**Exercise instructions:** Beginning with the line where "the green tree?" appears, retype every remaining line of the data below, both the first and last included.

[A block of data]
-- begin --

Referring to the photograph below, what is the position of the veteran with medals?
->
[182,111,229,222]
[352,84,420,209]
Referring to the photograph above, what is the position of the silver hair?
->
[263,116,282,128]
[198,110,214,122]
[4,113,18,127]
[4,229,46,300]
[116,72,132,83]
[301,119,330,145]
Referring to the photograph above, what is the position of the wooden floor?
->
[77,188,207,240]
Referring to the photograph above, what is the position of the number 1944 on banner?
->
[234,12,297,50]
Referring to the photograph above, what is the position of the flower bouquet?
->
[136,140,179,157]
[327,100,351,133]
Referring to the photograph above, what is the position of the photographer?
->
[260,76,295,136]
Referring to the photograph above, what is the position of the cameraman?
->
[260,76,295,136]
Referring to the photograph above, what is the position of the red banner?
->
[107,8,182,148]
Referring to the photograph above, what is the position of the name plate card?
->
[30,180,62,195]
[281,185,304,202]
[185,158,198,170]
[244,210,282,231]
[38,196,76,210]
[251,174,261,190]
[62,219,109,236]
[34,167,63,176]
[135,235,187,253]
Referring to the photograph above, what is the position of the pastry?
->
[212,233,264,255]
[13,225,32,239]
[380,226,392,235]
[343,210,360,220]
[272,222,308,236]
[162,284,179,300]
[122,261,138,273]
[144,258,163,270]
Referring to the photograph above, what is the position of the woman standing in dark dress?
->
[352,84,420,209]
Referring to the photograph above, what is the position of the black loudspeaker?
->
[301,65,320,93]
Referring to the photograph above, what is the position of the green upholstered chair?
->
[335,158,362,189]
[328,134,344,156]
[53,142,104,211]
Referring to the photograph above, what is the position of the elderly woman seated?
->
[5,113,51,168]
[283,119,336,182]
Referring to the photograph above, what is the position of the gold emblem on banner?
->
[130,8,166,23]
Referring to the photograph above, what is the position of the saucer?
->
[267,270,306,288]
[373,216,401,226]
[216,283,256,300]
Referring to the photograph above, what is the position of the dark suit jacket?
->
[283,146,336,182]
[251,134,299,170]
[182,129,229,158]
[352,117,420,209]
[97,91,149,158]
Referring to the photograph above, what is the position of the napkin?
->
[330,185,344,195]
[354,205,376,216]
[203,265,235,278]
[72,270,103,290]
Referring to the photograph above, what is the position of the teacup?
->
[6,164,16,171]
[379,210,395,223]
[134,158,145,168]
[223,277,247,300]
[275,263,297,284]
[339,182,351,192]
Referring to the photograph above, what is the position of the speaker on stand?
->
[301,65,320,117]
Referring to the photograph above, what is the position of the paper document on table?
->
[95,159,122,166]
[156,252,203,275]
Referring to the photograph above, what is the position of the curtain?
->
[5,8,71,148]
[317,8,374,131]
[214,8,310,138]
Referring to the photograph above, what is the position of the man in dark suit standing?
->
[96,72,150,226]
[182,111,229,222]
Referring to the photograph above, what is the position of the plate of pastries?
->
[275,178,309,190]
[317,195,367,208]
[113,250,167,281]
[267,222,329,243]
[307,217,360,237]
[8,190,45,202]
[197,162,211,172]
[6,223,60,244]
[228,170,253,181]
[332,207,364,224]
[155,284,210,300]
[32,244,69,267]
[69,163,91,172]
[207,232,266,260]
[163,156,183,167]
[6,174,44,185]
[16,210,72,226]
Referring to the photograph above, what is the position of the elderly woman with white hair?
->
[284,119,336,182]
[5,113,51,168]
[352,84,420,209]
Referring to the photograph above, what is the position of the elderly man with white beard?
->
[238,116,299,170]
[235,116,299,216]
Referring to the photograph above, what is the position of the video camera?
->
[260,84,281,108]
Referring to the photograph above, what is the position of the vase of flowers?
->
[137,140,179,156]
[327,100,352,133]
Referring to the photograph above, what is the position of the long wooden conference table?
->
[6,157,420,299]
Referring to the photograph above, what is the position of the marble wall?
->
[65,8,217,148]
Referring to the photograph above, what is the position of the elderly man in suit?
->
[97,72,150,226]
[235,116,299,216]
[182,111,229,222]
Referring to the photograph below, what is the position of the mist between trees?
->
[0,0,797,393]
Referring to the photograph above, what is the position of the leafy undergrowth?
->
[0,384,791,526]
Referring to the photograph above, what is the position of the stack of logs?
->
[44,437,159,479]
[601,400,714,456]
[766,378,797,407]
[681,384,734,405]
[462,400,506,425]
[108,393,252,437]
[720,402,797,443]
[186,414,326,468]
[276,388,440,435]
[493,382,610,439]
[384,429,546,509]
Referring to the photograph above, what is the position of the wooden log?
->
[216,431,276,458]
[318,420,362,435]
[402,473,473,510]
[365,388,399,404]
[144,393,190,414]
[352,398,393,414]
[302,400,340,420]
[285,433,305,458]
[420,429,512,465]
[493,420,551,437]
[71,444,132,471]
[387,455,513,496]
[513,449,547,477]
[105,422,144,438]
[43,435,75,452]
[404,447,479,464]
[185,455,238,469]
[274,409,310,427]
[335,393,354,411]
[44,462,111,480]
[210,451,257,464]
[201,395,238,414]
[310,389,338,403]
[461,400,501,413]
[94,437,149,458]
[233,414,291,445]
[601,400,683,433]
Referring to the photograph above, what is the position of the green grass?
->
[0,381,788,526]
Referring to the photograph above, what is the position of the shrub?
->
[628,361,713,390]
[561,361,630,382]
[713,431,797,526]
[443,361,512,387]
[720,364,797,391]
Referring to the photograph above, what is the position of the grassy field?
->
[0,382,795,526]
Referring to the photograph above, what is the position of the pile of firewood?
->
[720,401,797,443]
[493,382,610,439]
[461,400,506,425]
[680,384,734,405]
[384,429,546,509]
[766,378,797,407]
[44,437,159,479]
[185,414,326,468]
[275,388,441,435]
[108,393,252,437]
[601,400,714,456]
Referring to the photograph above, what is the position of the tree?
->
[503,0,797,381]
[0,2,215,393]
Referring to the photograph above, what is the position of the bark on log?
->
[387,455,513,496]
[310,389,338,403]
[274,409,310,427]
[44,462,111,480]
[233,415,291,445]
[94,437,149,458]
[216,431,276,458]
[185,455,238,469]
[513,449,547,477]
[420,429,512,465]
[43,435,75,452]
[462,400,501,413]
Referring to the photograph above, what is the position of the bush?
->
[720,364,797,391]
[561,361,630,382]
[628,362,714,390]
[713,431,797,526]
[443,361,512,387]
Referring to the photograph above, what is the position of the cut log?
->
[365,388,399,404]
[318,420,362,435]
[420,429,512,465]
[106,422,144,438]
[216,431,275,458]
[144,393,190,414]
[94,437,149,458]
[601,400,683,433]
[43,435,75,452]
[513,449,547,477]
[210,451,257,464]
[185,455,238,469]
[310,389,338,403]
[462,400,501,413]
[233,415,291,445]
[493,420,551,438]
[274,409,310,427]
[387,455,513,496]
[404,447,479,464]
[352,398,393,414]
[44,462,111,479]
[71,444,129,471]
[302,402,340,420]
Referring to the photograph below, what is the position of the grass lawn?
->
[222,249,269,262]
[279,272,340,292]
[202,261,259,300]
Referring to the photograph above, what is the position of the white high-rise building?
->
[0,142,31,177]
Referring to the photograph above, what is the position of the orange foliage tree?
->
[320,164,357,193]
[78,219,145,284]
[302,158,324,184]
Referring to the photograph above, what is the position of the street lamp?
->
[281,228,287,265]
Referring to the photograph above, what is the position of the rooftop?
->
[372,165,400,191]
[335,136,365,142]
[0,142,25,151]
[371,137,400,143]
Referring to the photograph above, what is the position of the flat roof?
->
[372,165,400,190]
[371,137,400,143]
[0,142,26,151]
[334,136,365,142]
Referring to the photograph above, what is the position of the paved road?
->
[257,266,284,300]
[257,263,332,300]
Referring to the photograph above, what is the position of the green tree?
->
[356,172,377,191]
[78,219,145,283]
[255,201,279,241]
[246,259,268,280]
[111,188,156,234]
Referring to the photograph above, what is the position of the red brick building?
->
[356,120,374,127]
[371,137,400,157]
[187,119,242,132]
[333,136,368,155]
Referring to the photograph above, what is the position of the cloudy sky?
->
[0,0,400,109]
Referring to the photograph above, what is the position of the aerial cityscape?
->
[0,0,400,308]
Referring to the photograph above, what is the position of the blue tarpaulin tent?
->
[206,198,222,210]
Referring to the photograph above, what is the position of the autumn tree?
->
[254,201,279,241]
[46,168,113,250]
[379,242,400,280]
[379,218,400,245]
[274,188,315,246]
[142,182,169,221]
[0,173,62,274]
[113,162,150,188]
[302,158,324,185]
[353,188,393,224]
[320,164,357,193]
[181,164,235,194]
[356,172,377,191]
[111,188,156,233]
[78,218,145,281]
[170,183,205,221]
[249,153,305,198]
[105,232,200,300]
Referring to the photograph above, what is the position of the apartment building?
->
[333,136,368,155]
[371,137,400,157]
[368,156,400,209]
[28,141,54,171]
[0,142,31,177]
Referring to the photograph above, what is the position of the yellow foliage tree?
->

-- end --

**Answer below:**
Referring to the photograph above, what is the position of the green tree?
->
[356,172,377,191]
[78,219,145,283]
[255,201,279,241]
[246,259,268,280]
[111,188,156,234]
Referring to the photograph above, what is the position of the red brick building?
->
[356,120,374,127]
[371,137,400,157]
[187,119,242,132]
[333,136,368,155]
Referring to the photograph above, what is the position of the cloudy sky?
->
[0,0,400,109]
Referring to the photograph above, what is the position of the aerial cityscape?
->
[0,0,400,308]
Referring to the photograph above, what is the position of the blue tarpaulin tent?
->
[206,198,222,210]
Referring to the photograph above, what is the position of the autumn tree?
->
[254,201,279,241]
[46,168,113,250]
[379,242,400,280]
[379,218,400,245]
[274,188,315,246]
[142,182,169,221]
[0,173,62,274]
[113,162,150,188]
[302,158,324,185]
[353,188,393,224]
[320,164,357,193]
[181,164,235,194]
[356,172,377,191]
[111,188,156,233]
[78,218,145,281]
[170,183,205,221]
[249,153,305,198]
[105,232,200,300]
Referring to the photograph above, what is the position of the apartment building?
->
[333,136,368,155]
[371,137,400,157]
[368,156,400,209]
[28,141,54,171]
[0,142,31,177]
Referring to the photograph above, what is the position of the yellow foliage tree?
->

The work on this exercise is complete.